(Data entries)
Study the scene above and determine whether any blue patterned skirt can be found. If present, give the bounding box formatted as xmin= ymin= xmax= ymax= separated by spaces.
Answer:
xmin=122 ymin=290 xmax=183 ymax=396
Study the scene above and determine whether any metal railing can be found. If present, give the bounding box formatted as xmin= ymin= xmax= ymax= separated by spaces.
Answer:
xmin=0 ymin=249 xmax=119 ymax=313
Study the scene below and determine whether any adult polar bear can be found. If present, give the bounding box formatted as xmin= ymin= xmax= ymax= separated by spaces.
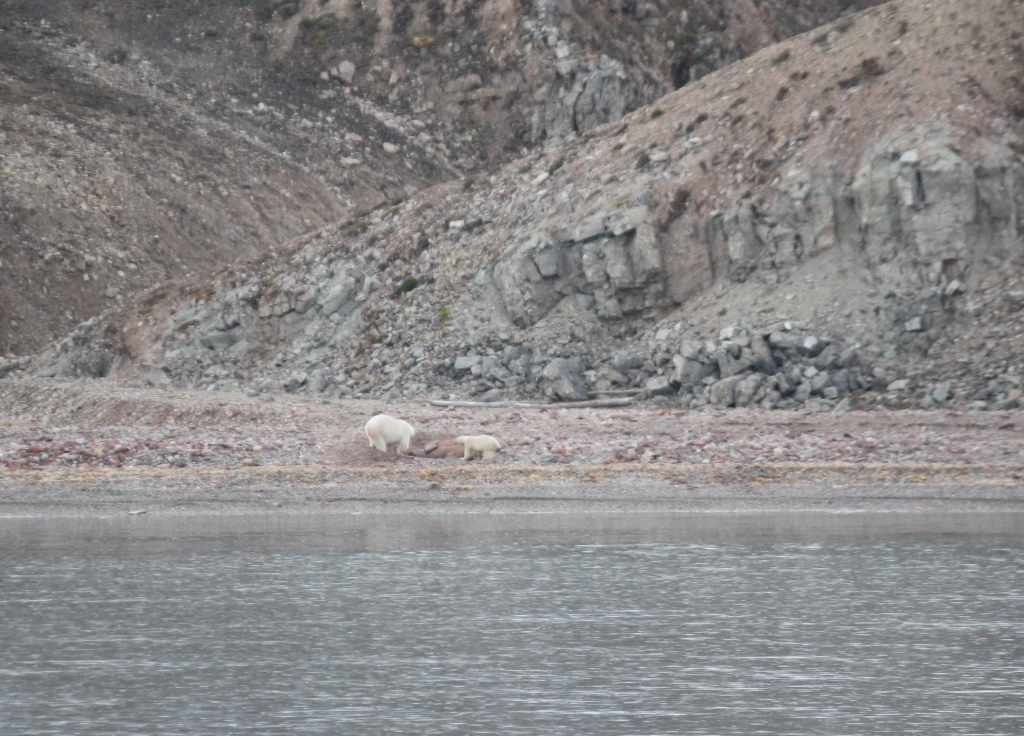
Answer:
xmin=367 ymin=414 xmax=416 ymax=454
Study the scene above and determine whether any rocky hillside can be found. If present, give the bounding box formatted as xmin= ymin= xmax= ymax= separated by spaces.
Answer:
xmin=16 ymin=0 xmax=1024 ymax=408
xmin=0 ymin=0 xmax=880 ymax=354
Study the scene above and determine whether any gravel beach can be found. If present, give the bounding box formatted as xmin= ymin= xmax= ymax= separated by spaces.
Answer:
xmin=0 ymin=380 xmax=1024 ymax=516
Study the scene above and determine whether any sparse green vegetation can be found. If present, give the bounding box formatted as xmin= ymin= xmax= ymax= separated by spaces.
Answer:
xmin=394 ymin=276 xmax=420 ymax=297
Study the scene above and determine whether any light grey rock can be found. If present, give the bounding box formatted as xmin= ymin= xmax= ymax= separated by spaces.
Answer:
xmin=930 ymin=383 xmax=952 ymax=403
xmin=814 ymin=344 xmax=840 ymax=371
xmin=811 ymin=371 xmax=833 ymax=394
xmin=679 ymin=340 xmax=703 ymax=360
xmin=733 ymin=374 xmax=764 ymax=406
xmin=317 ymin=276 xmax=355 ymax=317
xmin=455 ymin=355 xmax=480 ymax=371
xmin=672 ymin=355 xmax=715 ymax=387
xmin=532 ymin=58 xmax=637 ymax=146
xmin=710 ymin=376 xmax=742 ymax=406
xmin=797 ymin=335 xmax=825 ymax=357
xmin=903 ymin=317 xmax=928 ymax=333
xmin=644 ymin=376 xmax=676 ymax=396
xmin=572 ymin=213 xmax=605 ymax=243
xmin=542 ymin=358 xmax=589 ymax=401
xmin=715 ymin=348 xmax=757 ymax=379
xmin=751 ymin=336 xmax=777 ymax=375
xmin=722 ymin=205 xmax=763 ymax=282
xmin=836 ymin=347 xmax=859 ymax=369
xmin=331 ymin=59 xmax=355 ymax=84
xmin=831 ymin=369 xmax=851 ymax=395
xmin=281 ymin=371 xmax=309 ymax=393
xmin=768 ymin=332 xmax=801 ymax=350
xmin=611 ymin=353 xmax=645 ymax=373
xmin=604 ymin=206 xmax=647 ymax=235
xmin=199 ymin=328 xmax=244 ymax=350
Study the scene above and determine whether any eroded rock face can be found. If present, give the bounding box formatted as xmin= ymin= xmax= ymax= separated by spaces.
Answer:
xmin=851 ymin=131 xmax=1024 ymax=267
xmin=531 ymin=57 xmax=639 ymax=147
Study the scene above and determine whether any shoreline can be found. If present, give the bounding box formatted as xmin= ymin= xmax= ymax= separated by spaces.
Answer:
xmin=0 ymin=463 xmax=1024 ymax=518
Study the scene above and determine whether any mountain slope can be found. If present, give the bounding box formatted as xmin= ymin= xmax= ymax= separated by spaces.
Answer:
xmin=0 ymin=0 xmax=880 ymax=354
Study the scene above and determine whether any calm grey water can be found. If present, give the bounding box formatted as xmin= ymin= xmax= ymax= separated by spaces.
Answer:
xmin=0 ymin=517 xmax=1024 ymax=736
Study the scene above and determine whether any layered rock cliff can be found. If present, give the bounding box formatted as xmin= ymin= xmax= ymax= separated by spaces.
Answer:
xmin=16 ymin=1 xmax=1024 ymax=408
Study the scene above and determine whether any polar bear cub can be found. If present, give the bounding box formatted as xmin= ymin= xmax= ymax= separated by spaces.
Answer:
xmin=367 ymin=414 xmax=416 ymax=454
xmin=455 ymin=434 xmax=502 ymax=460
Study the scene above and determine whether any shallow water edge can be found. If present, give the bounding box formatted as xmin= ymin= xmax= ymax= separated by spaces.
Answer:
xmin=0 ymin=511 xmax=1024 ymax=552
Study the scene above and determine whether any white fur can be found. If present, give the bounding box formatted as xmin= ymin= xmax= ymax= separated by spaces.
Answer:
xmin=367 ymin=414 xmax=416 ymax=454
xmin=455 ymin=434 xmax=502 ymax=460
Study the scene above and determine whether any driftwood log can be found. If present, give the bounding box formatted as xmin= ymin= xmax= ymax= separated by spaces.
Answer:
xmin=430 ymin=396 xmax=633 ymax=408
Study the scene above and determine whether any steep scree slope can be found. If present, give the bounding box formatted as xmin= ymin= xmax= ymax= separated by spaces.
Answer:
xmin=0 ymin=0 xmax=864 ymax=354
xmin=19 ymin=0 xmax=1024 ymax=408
---
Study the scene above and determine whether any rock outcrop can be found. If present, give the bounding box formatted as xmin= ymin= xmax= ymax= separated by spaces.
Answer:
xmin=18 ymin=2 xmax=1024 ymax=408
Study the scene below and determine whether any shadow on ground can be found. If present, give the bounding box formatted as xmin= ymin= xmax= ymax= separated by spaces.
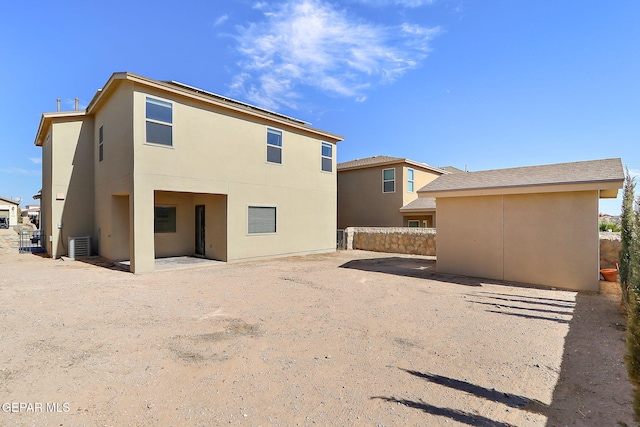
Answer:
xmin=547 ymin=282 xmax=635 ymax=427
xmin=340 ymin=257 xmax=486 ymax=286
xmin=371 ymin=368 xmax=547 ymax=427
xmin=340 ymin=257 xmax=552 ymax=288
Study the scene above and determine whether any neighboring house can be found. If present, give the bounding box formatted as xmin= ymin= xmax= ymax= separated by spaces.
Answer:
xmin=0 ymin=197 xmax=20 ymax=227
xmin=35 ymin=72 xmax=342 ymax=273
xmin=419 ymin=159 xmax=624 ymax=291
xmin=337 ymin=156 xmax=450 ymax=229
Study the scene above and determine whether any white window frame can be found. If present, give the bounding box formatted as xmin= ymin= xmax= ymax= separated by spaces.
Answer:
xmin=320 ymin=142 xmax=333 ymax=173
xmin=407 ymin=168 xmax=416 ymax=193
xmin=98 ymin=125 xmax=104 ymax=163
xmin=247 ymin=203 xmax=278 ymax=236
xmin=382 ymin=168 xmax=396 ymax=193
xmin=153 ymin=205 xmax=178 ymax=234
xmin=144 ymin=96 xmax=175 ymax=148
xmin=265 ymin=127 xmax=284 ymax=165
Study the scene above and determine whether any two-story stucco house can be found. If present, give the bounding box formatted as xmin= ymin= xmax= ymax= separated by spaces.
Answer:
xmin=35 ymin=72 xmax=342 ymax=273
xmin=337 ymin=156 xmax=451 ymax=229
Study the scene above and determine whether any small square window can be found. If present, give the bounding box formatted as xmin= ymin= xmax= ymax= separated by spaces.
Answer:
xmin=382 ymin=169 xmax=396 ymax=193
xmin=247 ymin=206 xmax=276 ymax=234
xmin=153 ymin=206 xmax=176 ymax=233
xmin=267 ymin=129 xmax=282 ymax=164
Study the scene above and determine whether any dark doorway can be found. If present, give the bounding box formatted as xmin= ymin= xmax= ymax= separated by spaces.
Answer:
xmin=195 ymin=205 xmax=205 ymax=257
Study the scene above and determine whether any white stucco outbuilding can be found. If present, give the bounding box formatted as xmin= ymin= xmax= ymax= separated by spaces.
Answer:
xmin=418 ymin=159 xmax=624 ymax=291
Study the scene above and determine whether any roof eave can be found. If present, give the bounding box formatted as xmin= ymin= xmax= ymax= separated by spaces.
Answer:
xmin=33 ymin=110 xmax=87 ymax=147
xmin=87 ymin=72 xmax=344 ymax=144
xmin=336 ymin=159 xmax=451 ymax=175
--
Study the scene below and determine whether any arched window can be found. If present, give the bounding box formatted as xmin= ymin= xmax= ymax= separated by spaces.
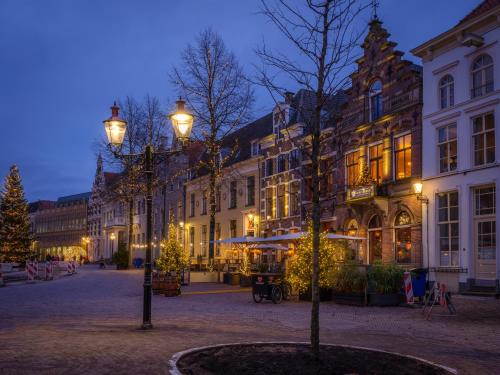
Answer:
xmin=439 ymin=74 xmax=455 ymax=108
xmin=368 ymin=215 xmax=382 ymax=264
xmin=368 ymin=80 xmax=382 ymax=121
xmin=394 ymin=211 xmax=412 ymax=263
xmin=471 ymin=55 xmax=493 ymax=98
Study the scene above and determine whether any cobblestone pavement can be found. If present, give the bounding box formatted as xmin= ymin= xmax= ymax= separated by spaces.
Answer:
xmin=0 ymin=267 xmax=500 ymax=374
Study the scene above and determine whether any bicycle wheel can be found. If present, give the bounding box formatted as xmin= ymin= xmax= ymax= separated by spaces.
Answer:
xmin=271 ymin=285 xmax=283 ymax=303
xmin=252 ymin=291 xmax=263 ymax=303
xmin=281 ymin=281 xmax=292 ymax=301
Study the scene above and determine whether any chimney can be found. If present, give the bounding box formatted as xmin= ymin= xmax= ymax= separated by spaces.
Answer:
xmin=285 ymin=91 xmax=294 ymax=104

*Stated goal*.
Extract the lines of the listing above, copying them exactly, starting at the line containing "Study the scene above and determine whether any white fur" and ending at the line containing "xmin=19 ymin=0 xmax=1024 ymax=408", with both of those lines included.

*Solution to this task*.
Study the scene above and determine whether any white fur can be found. If present, give the bounding box formatted as xmin= ymin= xmax= ymax= separated by spaces.
Answer:
xmin=367 ymin=414 xmax=416 ymax=454
xmin=455 ymin=434 xmax=502 ymax=460
Study the scene above and determine whether any driftwood log can be found. If present, give the bounding box formatted as xmin= ymin= xmax= ymax= separated by spaces.
Answer:
xmin=430 ymin=396 xmax=633 ymax=408
Study the scene above and determine whether any steep scree slope can be found. If present, give the bounding box formatted as xmin= ymin= xmax= ymax= separated by spaces.
Answer:
xmin=0 ymin=0 xmax=864 ymax=354
xmin=19 ymin=0 xmax=1024 ymax=408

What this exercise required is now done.